=== Supplied passage ===
After all that, I went home that evening for about 2 hours before I went back in to the labor ward for voluntary night shift. Maybe I was trying to prove that I am willing to work hard and put in the hours to make up for lost time, but I ended up spending almost 24 hours at the hospital that day since I didn't get home til about 5am the next morning.
The best thing that happened was that I got to deliver my first baby :) It was a baby girl and she came out fast! Her mother was only 5 cm dilated then just 10-15 min later she was yelling that she needed to push. After only about 3 pushes and 5 min, out came the bundle of joy. With the midwife guiding me, I got to deliver her, clamp and cut the cord, deliver the placenta and all that lovely goodness. Despite everything that happened earlier, I ended my day with a smile.
Today, February 3, 2010
I delivered my second baby today. Also a baby girl, and they even were gracious enough to name her after me :) Her middle name is Grace. Well, okay, so they had already picked out the name long before, but it's kind of a cool coincidence :) This time I was also able to give the mother an injection of Syntocinon to help her deliver the placenta.
I also went by the breast screening clinic this morning and watched a few mammograms. Sat in on an Antenatal clinic, and didn't eat all day til dinner. But I have to say that today was a good day. It was the first day since Friday that I have actually felt more at ease and not so stressed out. Maybe tomorrow will even be sunny :)
Posted by Grace at 6:41 PM 0 comments
Tuesday, February 02, 2010
Seeing is believing
Sorry, but I've been so exhausted since Friday that I haven't had the energy or even really the will to write anything. My days currently consist of me going to the hospital in the morning, going home for lunch, back again in the afternoon, staying til the evening, coming home and making/eating dinner, drag myself to the library, go home and attempt to read, fall asleep reading, worry about not getting enough reading done, giving up on reading and collapsing in bed.
=== Dataset excerpts ===
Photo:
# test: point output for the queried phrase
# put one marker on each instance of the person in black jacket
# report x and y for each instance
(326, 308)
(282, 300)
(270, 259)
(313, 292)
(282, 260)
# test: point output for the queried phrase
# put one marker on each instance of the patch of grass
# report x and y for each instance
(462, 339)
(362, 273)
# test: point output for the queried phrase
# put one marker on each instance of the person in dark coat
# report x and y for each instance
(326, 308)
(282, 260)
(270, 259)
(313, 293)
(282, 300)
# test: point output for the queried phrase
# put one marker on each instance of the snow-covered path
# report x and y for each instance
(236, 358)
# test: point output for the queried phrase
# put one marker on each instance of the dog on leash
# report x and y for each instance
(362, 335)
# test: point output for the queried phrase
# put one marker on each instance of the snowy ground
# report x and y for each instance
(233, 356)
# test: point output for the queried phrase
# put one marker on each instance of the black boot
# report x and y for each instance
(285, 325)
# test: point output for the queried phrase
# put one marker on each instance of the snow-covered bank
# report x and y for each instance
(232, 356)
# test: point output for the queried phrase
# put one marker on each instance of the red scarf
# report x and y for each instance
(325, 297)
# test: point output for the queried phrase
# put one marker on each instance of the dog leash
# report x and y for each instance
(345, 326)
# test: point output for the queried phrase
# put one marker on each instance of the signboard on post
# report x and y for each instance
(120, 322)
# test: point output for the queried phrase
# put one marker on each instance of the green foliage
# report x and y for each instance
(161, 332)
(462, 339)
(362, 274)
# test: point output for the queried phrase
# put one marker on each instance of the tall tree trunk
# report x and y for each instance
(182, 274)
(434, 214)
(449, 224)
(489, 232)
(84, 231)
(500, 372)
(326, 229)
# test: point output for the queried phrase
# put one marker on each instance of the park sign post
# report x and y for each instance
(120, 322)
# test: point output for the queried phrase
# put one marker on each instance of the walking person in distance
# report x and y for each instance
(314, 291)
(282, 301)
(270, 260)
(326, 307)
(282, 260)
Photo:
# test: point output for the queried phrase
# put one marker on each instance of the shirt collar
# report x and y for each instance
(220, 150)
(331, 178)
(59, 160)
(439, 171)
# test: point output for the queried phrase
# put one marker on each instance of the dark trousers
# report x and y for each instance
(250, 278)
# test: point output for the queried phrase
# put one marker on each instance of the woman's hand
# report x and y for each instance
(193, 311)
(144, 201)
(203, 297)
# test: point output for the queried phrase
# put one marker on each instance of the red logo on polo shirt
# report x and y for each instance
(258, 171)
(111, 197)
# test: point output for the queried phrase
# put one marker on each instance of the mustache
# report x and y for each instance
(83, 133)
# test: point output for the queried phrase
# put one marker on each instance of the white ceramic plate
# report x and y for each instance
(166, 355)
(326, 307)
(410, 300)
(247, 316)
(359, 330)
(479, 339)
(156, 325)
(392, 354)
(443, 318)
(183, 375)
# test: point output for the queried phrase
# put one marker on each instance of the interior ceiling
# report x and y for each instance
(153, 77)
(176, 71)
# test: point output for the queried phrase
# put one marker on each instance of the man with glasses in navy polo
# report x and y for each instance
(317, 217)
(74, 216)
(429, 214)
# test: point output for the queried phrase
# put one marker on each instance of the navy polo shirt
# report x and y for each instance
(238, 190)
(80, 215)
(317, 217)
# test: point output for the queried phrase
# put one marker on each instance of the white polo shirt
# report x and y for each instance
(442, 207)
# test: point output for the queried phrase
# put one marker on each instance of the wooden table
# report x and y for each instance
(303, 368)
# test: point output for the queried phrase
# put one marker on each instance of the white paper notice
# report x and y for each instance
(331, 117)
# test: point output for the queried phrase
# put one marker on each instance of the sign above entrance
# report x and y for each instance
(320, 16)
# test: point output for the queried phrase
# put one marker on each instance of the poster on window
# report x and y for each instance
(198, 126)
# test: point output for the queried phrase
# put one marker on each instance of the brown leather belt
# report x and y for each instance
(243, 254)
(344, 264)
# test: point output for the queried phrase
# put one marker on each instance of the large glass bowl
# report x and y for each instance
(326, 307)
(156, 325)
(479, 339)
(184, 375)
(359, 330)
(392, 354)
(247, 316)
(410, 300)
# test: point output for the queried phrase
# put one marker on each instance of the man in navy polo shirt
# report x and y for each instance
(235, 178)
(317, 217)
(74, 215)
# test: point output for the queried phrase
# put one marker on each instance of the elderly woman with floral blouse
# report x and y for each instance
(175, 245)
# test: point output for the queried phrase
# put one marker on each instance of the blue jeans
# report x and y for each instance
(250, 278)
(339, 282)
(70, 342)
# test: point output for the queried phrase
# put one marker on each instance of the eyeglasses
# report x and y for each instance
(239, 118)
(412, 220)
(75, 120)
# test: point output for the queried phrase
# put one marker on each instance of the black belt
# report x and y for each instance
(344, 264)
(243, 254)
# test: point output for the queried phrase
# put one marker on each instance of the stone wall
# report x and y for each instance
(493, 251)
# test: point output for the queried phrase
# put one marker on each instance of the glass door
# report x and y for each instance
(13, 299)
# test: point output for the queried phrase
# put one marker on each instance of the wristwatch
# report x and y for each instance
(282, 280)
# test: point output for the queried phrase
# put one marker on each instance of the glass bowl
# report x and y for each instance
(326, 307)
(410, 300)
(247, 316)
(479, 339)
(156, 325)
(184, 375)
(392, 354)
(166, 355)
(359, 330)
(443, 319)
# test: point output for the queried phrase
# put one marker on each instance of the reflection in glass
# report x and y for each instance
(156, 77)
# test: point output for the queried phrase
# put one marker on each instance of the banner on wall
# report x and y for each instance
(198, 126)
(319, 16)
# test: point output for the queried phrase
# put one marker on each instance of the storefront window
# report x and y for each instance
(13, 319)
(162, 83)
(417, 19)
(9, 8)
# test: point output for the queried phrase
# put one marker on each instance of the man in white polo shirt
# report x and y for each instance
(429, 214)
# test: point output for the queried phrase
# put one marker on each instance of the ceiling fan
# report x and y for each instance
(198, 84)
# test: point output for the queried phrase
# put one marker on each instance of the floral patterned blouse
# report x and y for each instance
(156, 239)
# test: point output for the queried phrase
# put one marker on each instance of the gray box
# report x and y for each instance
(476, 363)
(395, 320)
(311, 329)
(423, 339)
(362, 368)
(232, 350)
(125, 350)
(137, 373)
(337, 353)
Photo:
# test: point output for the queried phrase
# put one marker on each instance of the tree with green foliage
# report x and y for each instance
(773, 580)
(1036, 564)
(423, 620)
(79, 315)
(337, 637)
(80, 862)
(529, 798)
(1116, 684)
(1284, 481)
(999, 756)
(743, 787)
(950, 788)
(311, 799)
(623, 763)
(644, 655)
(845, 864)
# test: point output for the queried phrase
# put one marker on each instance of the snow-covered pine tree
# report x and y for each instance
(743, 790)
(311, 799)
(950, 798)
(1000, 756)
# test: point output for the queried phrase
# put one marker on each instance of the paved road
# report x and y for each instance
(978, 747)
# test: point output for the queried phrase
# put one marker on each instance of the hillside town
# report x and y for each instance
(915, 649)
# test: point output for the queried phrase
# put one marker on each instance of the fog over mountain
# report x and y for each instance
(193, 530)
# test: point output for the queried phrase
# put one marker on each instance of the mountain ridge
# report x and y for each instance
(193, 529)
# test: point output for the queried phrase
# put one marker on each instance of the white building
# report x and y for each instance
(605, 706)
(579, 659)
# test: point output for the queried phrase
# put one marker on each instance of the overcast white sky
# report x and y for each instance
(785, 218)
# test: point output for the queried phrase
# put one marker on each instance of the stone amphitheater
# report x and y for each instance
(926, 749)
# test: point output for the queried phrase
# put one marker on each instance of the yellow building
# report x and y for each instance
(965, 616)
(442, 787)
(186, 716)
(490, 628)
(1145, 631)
===
### Requirement 1
List every hospital ward or clinic named in the blog posts about hospital training.
### Requirement 2
Carry on the blog posts about hospital training from their final sentence, keeping the writer's voice.
The items above play no role in this exercise.

### Answer 1
labor ward, breast screening clinic, Antenatal clinic

### Answer 2
I'll try to actually have a catch up post sometime down the road, but suffice to say that I'm keeping busy.
The login I was using to access internet on my lappy at the hospital was disconnected or inactivated or something so I can no longer use my laptop for skype or other internet related things.
I've seen and done some cool stuff at the hospital, but it's pretty stressful trying to always be smiling, cheerful, and attentive and not let on that you really hope that no one asks you anything because you don't know diddly. But I do want to be asked questions because I know it helps me learn and it helps me make connections to the material I know is up there, but just hasn't been accessed in a while or not often. But I want to be asked because they want to help me learn, not because they want a means by which to judge me.
Really I feel like I'm trying so hard to make sure everyone sees me doing something productive. It's like a show I have to put on because if I just go and do the work and not pay attention to what other people are seeing or what they may be thinking, I get in trouble... not because I'm not doing anything, but because they won't notice unless I make the effort to be noticed. It's like I have to make the effort to constantly mentally shout, "Look, I'm here on the ward!" "I'm here at clinic!" "I'm here, I'm here, I'm here, and I'm working hard!" And the effort of the show is exhausting. I'm exhausted from stressing out. I just want to do the work, get the most out of this experience, and learn as much as I can. That's what it's supposed to be about... learning and growing. I shouldn't be worrying about proving myself to the consultants or anyone because my actions should speak for themselves. Unfortunately, if the actions aren't seen by the consultants themselves, they are considered nonexistent.